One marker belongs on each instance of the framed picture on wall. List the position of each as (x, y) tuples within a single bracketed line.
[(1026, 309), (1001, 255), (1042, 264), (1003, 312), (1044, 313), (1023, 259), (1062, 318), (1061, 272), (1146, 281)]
---
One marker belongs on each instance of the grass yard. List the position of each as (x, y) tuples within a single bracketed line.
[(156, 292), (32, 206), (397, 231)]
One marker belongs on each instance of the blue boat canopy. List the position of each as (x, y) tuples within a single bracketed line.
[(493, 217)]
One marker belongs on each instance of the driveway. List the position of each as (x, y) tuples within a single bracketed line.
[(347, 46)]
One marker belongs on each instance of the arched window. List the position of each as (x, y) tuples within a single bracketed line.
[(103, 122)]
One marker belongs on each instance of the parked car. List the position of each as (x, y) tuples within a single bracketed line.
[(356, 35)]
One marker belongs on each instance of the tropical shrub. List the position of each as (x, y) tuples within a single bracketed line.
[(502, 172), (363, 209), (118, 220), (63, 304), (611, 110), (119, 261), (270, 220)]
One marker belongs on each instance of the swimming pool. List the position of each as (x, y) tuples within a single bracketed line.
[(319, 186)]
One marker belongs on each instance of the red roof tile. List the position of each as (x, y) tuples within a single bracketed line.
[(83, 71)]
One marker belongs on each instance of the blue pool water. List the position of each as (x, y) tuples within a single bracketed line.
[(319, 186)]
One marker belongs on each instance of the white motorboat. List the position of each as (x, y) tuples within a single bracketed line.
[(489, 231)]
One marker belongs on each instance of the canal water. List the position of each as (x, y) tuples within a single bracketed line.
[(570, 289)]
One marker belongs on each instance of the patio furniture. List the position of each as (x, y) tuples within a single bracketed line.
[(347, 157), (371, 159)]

** To do **
Between the data lines holding "One marker belongs on each instance of the tropical" and "[(570, 289)]", inclusive, swap "marker" for "dot" and give those lines again with nothing else altered.

** Result **
One dot belongs on each instance of the tropical shrub. List the position of each as (x, y) tuples within a single bracketed line.
[(502, 172), (363, 209), (118, 220), (63, 304), (611, 110), (119, 261), (270, 220)]
One dot belongs on each instance of the swimming pool. List the position of each as (x, y) tuples within a single bracketed line.
[(319, 186)]
One dot belongs on each instance of the red roof tile. List the position of each as (x, y) tuples within a single bracketed line.
[(83, 71)]
One dot belongs on each instance of the blue pool water. List the position of each as (x, y) tuples within a single bracketed line.
[(319, 186)]
One dot belongs on each instance of the white motorboat. List the position of each as (x, y) tuples within a single bracketed line.
[(489, 231)]
One dot belongs on each instance of the canal water. List the position of each as (x, y) tuples within a single bracketed line.
[(570, 289)]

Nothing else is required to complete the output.